(Point-per-instance localization data)
┌────────
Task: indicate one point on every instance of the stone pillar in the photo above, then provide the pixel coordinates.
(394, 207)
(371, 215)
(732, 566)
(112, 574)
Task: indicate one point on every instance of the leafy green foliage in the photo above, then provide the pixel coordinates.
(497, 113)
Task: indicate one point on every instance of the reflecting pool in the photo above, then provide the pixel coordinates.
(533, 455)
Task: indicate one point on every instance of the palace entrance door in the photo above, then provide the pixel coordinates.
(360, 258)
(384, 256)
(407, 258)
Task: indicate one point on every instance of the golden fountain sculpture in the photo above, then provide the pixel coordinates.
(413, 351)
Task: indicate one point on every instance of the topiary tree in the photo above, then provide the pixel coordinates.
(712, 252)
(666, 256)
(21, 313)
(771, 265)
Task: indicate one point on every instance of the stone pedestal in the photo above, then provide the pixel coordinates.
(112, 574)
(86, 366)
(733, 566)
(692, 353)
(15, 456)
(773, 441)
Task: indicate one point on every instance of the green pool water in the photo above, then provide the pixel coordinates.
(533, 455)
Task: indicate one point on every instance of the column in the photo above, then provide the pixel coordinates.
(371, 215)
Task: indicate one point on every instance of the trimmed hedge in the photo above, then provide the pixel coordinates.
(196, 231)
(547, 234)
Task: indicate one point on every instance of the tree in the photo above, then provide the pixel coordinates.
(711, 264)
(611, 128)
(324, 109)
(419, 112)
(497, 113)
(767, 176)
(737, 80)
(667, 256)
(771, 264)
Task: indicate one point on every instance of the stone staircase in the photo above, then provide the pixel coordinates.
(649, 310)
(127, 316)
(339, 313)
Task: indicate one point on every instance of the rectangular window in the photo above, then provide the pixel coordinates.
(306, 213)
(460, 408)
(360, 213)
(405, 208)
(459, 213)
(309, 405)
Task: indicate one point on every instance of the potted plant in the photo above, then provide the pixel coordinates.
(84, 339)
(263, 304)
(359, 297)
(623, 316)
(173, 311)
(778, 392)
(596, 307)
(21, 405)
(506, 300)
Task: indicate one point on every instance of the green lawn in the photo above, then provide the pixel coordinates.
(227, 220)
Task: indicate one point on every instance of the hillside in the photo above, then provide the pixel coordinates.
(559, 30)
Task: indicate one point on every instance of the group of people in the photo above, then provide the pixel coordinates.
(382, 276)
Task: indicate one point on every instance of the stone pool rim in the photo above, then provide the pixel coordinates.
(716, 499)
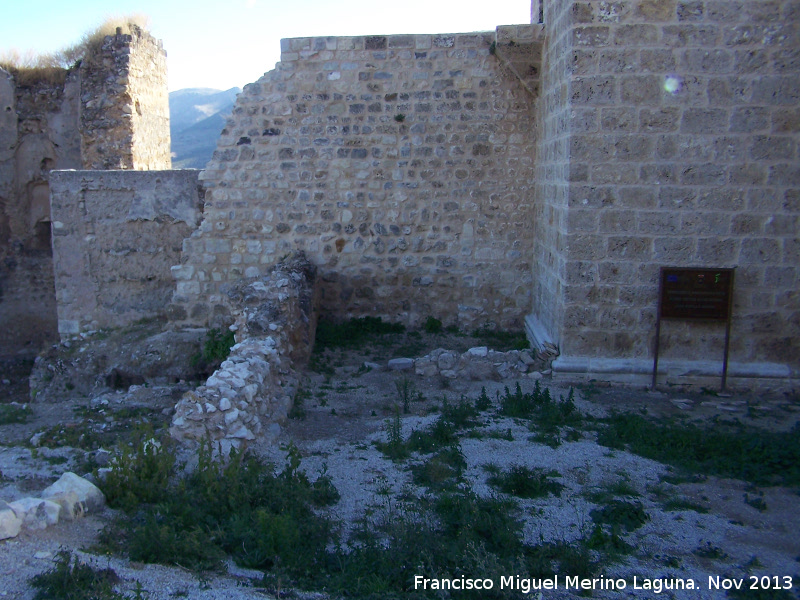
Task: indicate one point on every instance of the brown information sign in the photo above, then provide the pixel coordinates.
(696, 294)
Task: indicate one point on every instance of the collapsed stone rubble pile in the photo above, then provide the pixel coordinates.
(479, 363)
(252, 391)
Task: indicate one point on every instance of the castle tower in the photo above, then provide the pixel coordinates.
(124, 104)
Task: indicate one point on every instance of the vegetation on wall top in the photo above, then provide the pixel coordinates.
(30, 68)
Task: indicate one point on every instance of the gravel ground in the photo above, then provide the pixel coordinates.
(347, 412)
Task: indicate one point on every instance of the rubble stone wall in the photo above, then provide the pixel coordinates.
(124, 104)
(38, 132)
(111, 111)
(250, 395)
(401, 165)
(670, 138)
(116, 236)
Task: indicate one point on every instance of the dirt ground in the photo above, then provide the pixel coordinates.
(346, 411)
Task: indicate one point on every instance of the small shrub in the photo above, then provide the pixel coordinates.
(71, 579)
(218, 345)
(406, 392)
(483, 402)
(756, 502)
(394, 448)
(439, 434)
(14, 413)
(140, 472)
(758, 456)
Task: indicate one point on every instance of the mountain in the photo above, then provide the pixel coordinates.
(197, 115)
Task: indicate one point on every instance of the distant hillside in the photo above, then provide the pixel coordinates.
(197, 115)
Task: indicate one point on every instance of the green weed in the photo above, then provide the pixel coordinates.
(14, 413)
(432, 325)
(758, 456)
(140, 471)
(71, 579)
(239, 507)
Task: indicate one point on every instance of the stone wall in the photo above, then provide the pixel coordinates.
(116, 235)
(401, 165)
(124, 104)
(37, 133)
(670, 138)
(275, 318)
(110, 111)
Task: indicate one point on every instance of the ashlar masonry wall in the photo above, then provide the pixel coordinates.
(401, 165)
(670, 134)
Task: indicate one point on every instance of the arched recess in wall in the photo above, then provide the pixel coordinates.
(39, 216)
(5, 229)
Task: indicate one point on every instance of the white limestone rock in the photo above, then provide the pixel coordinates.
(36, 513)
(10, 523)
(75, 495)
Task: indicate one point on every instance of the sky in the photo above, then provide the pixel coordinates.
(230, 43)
└────────
■ Problem requirements ■
Give the data above again, exactly, with every picture removed.

■ Result ■
Task: indicate one point on every instance of the stone pillar in the photo above, then provide the pixel coordinates.
(394, 207)
(371, 215)
(732, 566)
(112, 574)
Task: indicate one point on every instance of the leafy green foliage in the photo above, then provide the pixel coordinates.
(497, 113)
Task: indicate one point on every instance of the reflecting pool in the photo above, then provide the pixel coordinates.
(533, 455)
Task: indicate one point on every instance of the palace entrance door in the photo above, then provide the pixel coordinates.
(360, 258)
(384, 256)
(407, 258)
Task: indicate one point on every instance of the golden fountain sculpture in the photo above, then provide the pixel coordinates.
(413, 351)
Task: indicate one point on every instance of the topiary tree in the photo above, then provide the pixel coordinates.
(712, 252)
(666, 256)
(21, 313)
(771, 265)
Task: indicate one point on every instance of the stone pedestal in the photo above, then provide the pixel coordinates.
(112, 574)
(86, 366)
(733, 566)
(692, 353)
(15, 456)
(773, 441)
Task: indicate one point on every instance of the green pool water in the photo above, then provide the pixel coordinates.
(533, 455)
Task: indicate one point on every instance of the column in the photo above, then provide the pixel coordinates.
(371, 215)
Task: indicate one point on every instance of the trimmed hedge in the photo above, then provide the pixel coordinates.
(196, 231)
(547, 234)
Task: indicate one point on every instance of the tree in the photo above, then provide the pixel coordinates.
(711, 264)
(611, 128)
(324, 109)
(419, 112)
(497, 113)
(767, 176)
(737, 80)
(667, 256)
(771, 264)
Task: indicate one point on every instance of the stone staircase in the photo above, then provide the pixel coordinates.
(649, 310)
(127, 316)
(339, 313)
Task: indicate one point on every instance of the rectangular window in the photo above, then provide the pixel coordinates.
(306, 213)
(460, 408)
(360, 213)
(405, 208)
(459, 213)
(309, 405)
Task: indicate one point on every instance of the potted plant in the photo above, then provide the pixel coordinates.
(84, 339)
(263, 304)
(359, 297)
(623, 316)
(173, 311)
(778, 392)
(596, 307)
(21, 405)
(506, 300)
Task: indicate one point on every instance of the green lawn in the photo above, then provide the pixel coordinates.
(227, 220)
Task: indicate one point on every instance of the hillside in the photo above, then provide the pixel coordinates.
(559, 30)
Task: indicate one point on every instance of the group of people in the photo above, then provide the pixel coordinates.
(382, 276)
Task: indicate one point on every instance of the stone pool rim in the photo above, then provide the pixel coordinates.
(716, 499)
Task: indicate one point on every instance of the brown information sign in the photo above, then provide the pixel coordinates.
(696, 294)
Task: indicate one point on every instance of the collapsed stone rubble pile in the photo above, then provide the pixel coordinates.
(479, 363)
(252, 391)
Task: indicate one point on every instance of the castle tower in the photo above, then provide the pixel coordinates.
(124, 104)
Task: indicate one point on every instance of the vegetation on wall top in the photo above, then provide the pixel coordinates.
(30, 68)
Task: indicate one point on every instance of the gravel ground in the photo above, then provide the pixel coordinates.
(347, 412)
Task: indicate one point on every instance of the rubble stone wall in the photo above, then provide the pixel coordinates.
(124, 104)
(38, 132)
(111, 111)
(250, 395)
(401, 165)
(670, 138)
(116, 236)
Task: indicate one point on every instance of the dirt ground in the photo above, then provide the pixel coordinates.
(346, 411)
Task: indicate one point on every instance of the small shrub in the photo above, then provide the pixel coordinates.
(71, 579)
(218, 345)
(406, 392)
(483, 402)
(756, 502)
(394, 448)
(439, 434)
(14, 413)
(140, 472)
(758, 456)
Task: indicate one point on every instance of the mountain in the photo above, then provide the pixel coordinates.
(197, 115)
Task: indicate one point on every instance of the distant hillside in the photo above, then provide the pixel coordinates.
(197, 115)
Task: indicate one point on every instance of the green weed in the photo above, then provide the pixel coordinates.
(14, 413)
(432, 325)
(758, 456)
(140, 471)
(71, 579)
(239, 507)
Task: indicate one point on every instance of the stone wall in the photo above, then provide the pixel coordinates.
(116, 235)
(401, 165)
(124, 104)
(37, 133)
(670, 138)
(275, 318)
(110, 111)
Task: indicate one point on every instance of the ashlar masonry wall in the photo above, then provide the pixel coordinates.
(401, 165)
(670, 134)
Task: indicate one point on every instance of the arched recess in wall in the photo above, then provide the pixel coordinates.
(39, 216)
(5, 229)
Task: indicate one point on every instance of the white limestone rock in the photo above, then provide the pixel coordinates.
(36, 513)
(10, 523)
(75, 495)
Task: indicate one point on every instance of the sky in the photo above, then provide the pixel coordinates.
(230, 43)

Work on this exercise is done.